— Start Excerpted records —

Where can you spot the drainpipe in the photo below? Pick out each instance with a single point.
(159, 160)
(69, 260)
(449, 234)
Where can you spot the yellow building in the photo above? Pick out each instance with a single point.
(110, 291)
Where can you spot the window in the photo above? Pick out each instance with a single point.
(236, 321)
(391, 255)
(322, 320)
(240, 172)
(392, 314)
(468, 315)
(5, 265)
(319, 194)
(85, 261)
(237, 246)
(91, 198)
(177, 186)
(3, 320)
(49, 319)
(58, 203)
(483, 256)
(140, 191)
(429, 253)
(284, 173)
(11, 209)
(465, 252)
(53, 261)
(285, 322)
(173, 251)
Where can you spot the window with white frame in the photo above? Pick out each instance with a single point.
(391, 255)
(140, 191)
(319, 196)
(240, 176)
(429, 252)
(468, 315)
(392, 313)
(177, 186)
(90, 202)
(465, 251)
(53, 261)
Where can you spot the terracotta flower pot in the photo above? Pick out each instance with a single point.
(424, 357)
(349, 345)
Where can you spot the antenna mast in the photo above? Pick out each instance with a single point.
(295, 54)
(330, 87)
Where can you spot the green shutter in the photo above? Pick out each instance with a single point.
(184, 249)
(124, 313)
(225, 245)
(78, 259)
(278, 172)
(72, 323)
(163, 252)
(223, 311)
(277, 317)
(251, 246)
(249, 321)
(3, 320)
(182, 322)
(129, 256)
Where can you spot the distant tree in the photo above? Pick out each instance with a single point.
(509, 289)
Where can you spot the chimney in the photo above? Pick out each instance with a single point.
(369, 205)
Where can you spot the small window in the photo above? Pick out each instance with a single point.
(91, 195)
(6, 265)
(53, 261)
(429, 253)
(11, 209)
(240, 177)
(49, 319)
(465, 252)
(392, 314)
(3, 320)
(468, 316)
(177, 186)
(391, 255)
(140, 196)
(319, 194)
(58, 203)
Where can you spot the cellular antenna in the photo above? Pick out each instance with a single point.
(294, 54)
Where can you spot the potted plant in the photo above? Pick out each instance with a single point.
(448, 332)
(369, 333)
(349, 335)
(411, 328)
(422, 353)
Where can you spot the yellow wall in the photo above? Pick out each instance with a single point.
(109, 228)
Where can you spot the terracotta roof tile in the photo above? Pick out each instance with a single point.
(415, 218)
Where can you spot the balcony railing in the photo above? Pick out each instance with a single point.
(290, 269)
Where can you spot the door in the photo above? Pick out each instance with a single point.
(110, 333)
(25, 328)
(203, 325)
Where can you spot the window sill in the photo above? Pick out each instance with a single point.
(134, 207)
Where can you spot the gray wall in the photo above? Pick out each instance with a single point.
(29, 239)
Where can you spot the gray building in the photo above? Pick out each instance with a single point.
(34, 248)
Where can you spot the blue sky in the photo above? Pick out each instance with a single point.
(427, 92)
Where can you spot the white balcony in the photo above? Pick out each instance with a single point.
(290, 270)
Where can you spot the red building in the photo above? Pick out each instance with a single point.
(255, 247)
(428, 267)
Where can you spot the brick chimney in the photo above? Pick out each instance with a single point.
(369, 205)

— End Excerpted records —

Quote every line from the line containing "Where can you spot the gray building" through the closing line of the listing, including both.

#### Worked answer:
Where can you spot the gray building in the photo above? Pick out each instance with a single point.
(34, 248)
Where can you spot the blue sky in the photo above? Pick out each instance with a single point.
(427, 92)
Where can you spot the white balcony in the photo above? Pick out each instance with a single point.
(290, 270)
Where can you spot the red building in the photo above? Pick out each instance with a single point.
(255, 247)
(428, 267)
Where can you spot the brick chimney in the photo above? Pick out each instance with a single point.
(369, 205)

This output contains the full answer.